[YOUR OBJECTIVE]
Please transcribe every record below exactly as written.

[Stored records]
-*-*-
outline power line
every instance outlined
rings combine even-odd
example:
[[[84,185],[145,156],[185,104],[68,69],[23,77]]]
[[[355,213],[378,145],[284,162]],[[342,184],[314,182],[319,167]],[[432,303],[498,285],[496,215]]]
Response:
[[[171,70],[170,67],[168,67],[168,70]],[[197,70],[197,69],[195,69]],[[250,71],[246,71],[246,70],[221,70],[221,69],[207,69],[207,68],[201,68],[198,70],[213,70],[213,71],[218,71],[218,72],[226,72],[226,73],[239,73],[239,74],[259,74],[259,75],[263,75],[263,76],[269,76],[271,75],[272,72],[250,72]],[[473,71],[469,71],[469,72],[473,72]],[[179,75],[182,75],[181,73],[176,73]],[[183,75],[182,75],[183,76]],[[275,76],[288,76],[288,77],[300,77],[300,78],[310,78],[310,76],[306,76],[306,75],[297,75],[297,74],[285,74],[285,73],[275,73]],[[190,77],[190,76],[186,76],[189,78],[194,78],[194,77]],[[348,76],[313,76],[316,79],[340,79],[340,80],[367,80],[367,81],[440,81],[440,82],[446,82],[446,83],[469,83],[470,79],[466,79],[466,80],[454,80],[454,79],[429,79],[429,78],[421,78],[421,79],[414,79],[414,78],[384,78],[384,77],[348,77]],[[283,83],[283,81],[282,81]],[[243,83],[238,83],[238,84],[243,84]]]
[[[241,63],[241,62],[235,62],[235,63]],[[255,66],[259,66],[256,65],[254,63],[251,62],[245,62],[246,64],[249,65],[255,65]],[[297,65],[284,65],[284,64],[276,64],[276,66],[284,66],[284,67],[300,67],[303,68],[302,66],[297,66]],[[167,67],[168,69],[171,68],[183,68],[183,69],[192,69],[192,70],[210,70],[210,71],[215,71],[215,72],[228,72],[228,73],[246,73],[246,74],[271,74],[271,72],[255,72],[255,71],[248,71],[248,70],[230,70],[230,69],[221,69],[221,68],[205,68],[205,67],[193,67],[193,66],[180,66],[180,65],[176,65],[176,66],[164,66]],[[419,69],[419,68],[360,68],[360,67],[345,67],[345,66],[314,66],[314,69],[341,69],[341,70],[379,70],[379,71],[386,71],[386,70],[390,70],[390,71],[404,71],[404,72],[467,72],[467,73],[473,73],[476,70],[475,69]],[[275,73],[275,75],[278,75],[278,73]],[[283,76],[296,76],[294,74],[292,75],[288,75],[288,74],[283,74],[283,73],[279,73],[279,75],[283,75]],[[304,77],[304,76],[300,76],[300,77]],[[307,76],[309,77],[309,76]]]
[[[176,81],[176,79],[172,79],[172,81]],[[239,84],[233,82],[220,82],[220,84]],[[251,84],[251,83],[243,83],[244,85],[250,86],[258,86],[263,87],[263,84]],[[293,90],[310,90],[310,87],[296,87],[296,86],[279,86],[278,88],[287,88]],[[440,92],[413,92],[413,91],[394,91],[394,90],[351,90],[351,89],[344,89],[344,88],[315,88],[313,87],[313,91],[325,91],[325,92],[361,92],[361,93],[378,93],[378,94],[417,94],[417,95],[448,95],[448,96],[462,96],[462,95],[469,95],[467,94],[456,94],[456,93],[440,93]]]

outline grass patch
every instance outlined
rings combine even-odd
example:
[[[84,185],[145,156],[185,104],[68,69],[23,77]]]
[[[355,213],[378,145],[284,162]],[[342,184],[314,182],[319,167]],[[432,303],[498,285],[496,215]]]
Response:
-*-*-
[RESULT OF THIS TASK]
outline power line
every instance outlined
rings combine even-odd
example:
[[[84,185],[145,156],[185,104],[68,69],[23,77]]]
[[[355,213],[378,145],[284,162]],[[342,184],[314,182],[319,167]],[[432,303],[498,285],[496,215]]]
Response:
[[[171,70],[170,67],[168,67],[168,70]],[[197,70],[197,69],[195,69]],[[250,71],[246,71],[246,70],[221,70],[221,69],[207,69],[207,68],[201,68],[198,70],[213,70],[213,71],[218,71],[218,72],[226,72],[226,73],[239,73],[239,74],[259,74],[259,75],[263,75],[263,76],[269,76],[271,75],[272,72],[250,72]],[[473,71],[469,71],[469,72],[473,72]],[[179,75],[182,75],[181,73],[176,73]],[[183,75],[182,75],[183,76]],[[275,76],[288,76],[288,77],[300,77],[300,78],[310,78],[310,76],[306,76],[306,75],[297,75],[297,74],[285,74],[285,73],[275,73]],[[190,77],[190,76],[186,76],[189,78],[194,78],[194,77]],[[348,76],[313,76],[316,79],[340,79],[340,80],[367,80],[367,81],[440,81],[440,82],[446,82],[446,83],[469,83],[470,79],[466,79],[466,80],[454,80],[454,79],[429,79],[429,78],[421,78],[421,79],[414,79],[414,78],[384,78],[384,77],[348,77]],[[283,83],[283,81],[282,81]],[[243,83],[238,83],[238,84],[243,84]]]
[[[241,63],[241,62],[235,62],[235,63]],[[255,66],[259,66],[256,65],[254,63],[251,62],[245,62],[246,64],[249,65],[255,65]],[[297,65],[284,65],[284,64],[276,64],[276,66],[284,66],[284,67],[300,67],[303,68],[302,66],[297,66]],[[167,67],[168,69],[171,68],[183,68],[183,69],[192,69],[192,70],[210,70],[210,71],[215,71],[215,72],[228,72],[228,73],[246,73],[246,74],[271,74],[271,72],[255,72],[255,71],[248,71],[248,70],[230,70],[230,69],[221,69],[221,68],[205,68],[205,67],[193,67],[193,66],[180,66],[180,65],[176,65],[176,66],[164,66]],[[419,69],[419,68],[360,68],[360,67],[345,67],[345,66],[314,66],[314,69],[341,69],[341,70],[379,70],[379,71],[386,71],[386,70],[390,70],[390,71],[404,71],[404,72],[467,72],[467,73],[473,73],[476,70],[475,69]],[[275,73],[275,75],[278,75],[278,73]],[[283,76],[296,76],[294,74],[292,75],[288,75],[288,74],[283,74],[283,73],[279,73],[279,75],[283,75]],[[304,77],[304,76],[300,76],[300,77]],[[307,76],[309,77],[309,76]]]
[[[176,81],[176,79],[172,79],[172,81]],[[239,84],[233,82],[220,82],[220,84]],[[251,84],[251,83],[243,83],[244,85],[250,86],[258,86],[263,87],[263,84]],[[293,90],[310,90],[310,87],[296,87],[296,86],[279,86],[278,88],[287,88]],[[440,92],[413,92],[413,91],[394,91],[394,90],[351,90],[351,89],[344,89],[344,88],[315,88],[313,87],[313,91],[325,91],[325,92],[361,92],[361,93],[378,93],[378,94],[417,94],[417,95],[448,95],[448,96],[462,96],[462,95],[469,95],[467,94],[456,94],[456,93],[440,93]]]

outline grass patch
every instance outlined
rings combine even-odd
example:
[[[84,185],[145,156],[185,104],[68,69],[23,77]]]
[[[355,213],[378,145],[284,162]],[[342,184],[314,182],[319,167]],[[432,303],[498,285],[496,215]]]
Response:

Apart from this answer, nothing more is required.